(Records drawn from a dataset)
--- START ---

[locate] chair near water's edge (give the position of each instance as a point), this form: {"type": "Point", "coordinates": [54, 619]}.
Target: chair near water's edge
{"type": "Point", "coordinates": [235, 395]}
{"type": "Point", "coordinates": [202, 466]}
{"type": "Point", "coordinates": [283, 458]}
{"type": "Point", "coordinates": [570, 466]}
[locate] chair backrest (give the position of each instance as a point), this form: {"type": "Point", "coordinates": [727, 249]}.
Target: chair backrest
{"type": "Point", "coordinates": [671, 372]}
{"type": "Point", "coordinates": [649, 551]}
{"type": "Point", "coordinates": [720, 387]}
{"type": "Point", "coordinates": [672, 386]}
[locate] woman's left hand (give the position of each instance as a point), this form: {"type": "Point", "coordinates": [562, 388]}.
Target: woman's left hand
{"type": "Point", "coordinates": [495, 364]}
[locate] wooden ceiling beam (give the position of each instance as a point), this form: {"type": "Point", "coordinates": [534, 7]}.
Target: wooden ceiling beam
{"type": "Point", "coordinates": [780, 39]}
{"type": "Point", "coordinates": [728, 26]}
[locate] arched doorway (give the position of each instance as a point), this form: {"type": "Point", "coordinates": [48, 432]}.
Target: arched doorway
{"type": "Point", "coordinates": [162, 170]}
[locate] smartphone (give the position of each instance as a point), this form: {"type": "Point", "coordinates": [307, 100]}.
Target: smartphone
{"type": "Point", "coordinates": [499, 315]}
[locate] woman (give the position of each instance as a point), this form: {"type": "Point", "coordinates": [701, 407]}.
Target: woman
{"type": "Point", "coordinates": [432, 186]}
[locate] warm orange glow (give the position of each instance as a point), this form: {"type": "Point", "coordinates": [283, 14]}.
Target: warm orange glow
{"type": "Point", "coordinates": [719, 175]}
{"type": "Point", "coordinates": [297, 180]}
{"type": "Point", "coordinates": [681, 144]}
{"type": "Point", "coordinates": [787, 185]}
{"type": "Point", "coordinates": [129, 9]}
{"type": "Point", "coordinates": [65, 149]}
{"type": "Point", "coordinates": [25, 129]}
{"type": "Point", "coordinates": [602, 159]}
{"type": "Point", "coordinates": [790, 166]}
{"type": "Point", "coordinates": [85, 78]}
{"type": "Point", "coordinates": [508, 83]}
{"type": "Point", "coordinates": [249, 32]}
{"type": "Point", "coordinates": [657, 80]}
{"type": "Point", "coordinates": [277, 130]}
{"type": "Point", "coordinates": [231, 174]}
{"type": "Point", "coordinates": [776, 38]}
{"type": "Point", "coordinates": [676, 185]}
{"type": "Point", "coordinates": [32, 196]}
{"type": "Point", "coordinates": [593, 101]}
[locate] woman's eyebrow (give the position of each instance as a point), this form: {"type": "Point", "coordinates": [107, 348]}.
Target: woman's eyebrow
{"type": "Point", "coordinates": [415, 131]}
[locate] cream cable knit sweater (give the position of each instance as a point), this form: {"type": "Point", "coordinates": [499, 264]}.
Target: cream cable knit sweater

--- END ---
--- START ---

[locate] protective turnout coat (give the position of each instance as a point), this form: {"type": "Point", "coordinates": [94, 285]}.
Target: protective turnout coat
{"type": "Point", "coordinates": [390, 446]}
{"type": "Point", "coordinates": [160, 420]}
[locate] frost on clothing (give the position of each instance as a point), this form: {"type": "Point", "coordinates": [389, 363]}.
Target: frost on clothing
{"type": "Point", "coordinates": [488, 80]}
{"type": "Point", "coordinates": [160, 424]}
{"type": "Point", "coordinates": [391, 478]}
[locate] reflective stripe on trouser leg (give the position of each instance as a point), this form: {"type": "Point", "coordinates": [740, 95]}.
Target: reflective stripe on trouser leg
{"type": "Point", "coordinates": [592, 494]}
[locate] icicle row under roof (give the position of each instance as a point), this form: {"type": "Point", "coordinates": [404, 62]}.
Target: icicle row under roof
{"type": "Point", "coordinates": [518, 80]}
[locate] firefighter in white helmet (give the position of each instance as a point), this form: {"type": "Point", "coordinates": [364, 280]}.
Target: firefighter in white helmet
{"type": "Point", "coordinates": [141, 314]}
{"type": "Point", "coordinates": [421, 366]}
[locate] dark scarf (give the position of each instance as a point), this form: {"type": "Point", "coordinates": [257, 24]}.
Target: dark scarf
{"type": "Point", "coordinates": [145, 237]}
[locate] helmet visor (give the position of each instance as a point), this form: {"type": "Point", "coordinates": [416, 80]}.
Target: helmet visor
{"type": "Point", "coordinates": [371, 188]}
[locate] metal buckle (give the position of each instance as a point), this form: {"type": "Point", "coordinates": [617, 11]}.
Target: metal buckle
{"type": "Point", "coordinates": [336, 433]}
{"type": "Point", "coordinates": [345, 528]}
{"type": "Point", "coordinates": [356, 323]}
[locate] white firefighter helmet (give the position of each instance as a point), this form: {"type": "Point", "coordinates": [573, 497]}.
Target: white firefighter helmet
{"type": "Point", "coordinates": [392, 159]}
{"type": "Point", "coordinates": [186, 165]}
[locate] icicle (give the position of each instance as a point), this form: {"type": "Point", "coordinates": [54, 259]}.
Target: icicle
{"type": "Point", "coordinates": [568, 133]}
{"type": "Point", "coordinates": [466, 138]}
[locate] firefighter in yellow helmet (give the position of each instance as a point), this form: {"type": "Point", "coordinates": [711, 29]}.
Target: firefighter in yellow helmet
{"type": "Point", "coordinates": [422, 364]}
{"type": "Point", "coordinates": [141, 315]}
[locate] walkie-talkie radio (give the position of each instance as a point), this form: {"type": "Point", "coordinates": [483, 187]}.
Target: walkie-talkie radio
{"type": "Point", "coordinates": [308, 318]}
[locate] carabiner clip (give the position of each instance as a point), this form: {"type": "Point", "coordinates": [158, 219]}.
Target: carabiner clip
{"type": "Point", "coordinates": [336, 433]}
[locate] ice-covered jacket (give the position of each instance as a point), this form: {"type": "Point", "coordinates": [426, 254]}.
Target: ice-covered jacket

--- END ---
--- START ---

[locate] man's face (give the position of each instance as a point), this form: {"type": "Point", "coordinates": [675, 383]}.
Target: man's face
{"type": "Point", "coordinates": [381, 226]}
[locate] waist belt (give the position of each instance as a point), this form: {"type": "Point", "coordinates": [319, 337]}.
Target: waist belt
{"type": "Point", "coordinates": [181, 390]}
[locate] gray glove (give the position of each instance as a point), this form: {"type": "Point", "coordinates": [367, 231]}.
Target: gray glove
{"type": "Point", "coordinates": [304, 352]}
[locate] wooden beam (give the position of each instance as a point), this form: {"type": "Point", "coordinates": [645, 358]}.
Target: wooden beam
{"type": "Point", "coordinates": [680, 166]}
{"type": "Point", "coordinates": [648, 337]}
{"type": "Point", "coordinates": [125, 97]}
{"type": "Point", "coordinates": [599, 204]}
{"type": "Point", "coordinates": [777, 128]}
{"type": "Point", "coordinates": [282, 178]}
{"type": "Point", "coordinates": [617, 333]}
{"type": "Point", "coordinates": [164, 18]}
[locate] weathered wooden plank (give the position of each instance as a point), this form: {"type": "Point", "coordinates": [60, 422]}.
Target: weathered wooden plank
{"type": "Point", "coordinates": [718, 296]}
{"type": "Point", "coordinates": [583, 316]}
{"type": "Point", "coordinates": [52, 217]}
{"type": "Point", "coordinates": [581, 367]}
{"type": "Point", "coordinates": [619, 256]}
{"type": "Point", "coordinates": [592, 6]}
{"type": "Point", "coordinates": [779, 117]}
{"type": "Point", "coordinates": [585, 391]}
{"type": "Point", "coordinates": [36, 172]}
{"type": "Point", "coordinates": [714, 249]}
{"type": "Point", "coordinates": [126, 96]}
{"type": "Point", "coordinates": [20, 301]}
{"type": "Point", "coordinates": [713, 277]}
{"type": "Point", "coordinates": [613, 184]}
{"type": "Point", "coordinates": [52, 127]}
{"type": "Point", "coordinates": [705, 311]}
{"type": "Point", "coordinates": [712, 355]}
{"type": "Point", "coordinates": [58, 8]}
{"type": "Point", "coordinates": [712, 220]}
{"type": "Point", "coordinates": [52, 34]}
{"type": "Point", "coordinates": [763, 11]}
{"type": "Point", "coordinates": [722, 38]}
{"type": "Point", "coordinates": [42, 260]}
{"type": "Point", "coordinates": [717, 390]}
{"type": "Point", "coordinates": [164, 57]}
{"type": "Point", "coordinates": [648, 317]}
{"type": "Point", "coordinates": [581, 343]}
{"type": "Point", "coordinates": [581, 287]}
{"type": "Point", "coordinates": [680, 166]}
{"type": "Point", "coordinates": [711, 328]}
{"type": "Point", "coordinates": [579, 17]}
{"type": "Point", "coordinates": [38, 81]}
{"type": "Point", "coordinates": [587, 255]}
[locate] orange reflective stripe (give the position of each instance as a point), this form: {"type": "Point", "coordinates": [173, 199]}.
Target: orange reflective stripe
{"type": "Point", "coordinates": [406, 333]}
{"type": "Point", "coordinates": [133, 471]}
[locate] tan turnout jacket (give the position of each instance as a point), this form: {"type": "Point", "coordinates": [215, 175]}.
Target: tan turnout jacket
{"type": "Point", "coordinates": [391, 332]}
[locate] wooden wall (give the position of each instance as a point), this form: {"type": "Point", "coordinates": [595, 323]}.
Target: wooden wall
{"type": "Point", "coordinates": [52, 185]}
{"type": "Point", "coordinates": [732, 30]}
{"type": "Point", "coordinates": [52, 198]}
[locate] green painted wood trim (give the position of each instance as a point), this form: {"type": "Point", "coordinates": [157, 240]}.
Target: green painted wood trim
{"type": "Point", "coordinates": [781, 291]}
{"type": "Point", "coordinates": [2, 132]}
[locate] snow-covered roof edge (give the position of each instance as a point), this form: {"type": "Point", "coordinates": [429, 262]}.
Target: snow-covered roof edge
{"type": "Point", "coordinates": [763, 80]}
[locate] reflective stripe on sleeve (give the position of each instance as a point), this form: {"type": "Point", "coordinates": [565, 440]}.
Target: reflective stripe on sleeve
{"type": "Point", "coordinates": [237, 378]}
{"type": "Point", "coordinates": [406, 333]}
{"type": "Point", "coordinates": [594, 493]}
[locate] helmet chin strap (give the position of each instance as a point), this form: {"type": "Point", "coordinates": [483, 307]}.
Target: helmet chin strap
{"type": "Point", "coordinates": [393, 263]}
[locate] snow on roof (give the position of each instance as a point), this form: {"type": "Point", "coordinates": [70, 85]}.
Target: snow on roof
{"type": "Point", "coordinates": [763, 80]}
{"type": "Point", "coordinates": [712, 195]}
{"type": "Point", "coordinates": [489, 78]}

--- END ---

__Task details__:
Which lines of the data above contain "cable"? Copy each one.

__Worked solution__:
[locate] cream cable knit sweater (give the position of each instance as a point), this form: {"type": "Point", "coordinates": [499, 264]}.
Target: cream cable knit sweater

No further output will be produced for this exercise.